__Work to be completed__: Rewrite all the records below, substituting "green bush" for every occurrence of "green shrub" and leaving all other text unchanged.

__Provided data__:
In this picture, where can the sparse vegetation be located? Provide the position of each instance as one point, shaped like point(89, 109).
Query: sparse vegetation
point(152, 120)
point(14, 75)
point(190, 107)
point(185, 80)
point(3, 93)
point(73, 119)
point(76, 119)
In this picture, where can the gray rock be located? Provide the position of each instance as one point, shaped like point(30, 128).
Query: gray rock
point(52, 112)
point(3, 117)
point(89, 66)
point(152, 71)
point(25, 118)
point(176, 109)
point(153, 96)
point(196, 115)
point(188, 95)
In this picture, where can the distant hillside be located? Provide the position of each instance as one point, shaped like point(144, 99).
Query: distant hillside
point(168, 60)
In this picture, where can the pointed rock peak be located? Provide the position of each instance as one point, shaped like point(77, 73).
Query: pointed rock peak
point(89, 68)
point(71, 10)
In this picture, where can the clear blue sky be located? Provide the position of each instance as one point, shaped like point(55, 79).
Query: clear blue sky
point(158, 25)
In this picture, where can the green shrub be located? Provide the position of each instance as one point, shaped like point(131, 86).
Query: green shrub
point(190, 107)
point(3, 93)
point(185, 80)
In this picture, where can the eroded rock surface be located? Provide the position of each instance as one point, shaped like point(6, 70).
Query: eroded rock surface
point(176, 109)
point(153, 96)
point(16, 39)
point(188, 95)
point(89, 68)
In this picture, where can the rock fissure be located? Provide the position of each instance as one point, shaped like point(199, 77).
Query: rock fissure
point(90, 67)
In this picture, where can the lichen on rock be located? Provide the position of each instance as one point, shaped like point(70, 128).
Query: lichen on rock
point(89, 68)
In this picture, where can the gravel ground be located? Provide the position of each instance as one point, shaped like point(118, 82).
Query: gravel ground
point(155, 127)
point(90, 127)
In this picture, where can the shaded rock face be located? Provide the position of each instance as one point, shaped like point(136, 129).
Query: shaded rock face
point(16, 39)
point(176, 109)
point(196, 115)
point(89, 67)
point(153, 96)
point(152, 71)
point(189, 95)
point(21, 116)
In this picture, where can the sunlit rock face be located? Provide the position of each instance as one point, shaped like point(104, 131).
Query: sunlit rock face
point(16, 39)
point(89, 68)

__Finished task__:
In this picture, where can the sparse vegetation be located? Provide the position of each instance as one point, shaped like point(89, 109).
Query: sparse vegetation
point(152, 120)
point(14, 75)
point(190, 107)
point(185, 80)
point(3, 93)
point(73, 119)
point(76, 119)
In this picture, where can the gray rock be located? Provide the position of each instance as one point, shaped like point(30, 128).
Query: gray rock
point(52, 112)
point(3, 117)
point(89, 66)
point(152, 71)
point(25, 118)
point(176, 109)
point(153, 96)
point(196, 115)
point(188, 95)
In this picture, where can the distant hillside be located? Provide the position of each instance as one point, shaped like point(144, 99).
Query: distant hillside
point(168, 60)
In this picture, where can the pointed rock peak be located? Provide the position of each instance as one point, shaped like point(77, 73).
Query: pointed rock peak
point(89, 68)
point(71, 10)
In this picture, where can the clear blue sky be located? Provide the position of each instance as one point, shaped like point(55, 79).
Query: clear blue sky
point(158, 25)
In this picture, where can the green bush be located? Provide the position of each instance as one point, shaped like point(131, 86).
Query: green bush
point(190, 107)
point(3, 93)
point(185, 80)
In this picture, where can the eroded rock surface be located? Provide the position of each instance as one point, shaped like point(6, 70).
Query: eroded rock surface
point(176, 109)
point(153, 96)
point(16, 39)
point(188, 95)
point(89, 68)
In this picture, where can the rock fissure be located? Provide the position of each instance as one point, shaped like point(199, 77).
Query: rock fissure
point(90, 67)
In this picture, where can the lichen on rock be located? Provide the position of each instance as one point, shaped like point(70, 128).
Query: lichen on rock
point(89, 68)
In this picture, where can the gravel ground be located? Provide the position of each instance as one point, shaped like point(118, 82).
Query: gravel ground
point(155, 127)
point(90, 127)
In this picture, where can the shaded rock face be located? Provide the position of each instance as one point, shaped like point(136, 129).
Query: shaded rock face
point(16, 39)
point(176, 109)
point(196, 115)
point(89, 67)
point(153, 96)
point(152, 71)
point(189, 95)
point(21, 116)
In this picture, where can the sunlit rock face be located? Provide the position of each instance as one point, shaped like point(104, 131).
Query: sunlit rock face
point(16, 39)
point(89, 68)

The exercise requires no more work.